Com efeito, o título executivo é o documento do qual resulta a exequibilidade de uma pretensão material e, portanto, a possibilidade de realização coactiva da prestação e, eventualmente, coerciva da correspondente prestação através de um processo executivo. “A particularidade do título executivo reside em que o documento em que se materializa incorpora um direito à prestação e, ao mesmo tempo, atribui um direito à execução, ou seja, o direito do credor a que o Estado agrida o património do devedor ou de terceiro para lhe facultar o exercício do seu direito de execução contra esse devedor ou terceiro (artº 817º e 818 do CC)” (Castro Mendes/Teixeira de Sousa, Manual do Processo Civil, vol. II, AAFDL, 2022, pág. 550).
“O título executivo cumpre uma função constitutiva, dado que nenhuma execução é admissível sem título executivo (nulla executio sine titulo). (AA e ob. cit. pág. 551).
“…a exequibilidade do título é independente da exequibilidade da pretensão material ou, numa fórmula negativa mais impressiva, a inexequibilidade do título é autónoma da inexequibilidade da pretensão. A inexequibilidade do título executivo decorre do não preenchimento dos requisitos para que o documento possa servir de título executivo; a inexequibilidade da prestação baseia-se em qualquer facto impeditivo, modificativo ou extintivo do dever de prestar. A distinção é clara na própria lei: a inexequibilidade do título é referida, como tal, no artº 729º a); a inexequibilidade da pretensão com fundamento em factos impeditivos, modificativos ou extintivos consta do artº 729º, al. g), 1ª parte.” (AA e ob. cit., pág. 555). * (realce e sublinhado nossos).

§ Pedido
Prolongue o texto sobre o título executivo, começando logo a seguir à última frase apresentada.

Entradas de um conjunto de anotações por pontos:

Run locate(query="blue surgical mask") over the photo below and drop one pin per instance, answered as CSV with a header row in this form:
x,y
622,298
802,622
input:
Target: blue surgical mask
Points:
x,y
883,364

§ Resultado
O uso indevido do procedimento de injunção implica a inexequibilidade do título. Essa inexequibilidade do título decorre da circunstância de não estarem preenchidos os requisitos de que depende a possibilidade de aposição da fórmula executória, na medida em que a injunção foi usada para o fim indevido, portanto contrário ao que a lei permite, rectius, para um fim ilegal.
E se o título apresentado é inexequível, essa inexequibilidade afecta a exequibilidade de toda a pretensão material e não apenas parte dela.
Saliente-se que o legislador optou, conscientemente e, pressupõe-se que adequadamente (artº 9º do CC), pela excepção de uso indevido do procedimento de injunção em vez de erro na forma de processo de injunção.
E é necessário distinguir o vício de erro na forma de processo do vício de uso indevido de procedimento de injunção.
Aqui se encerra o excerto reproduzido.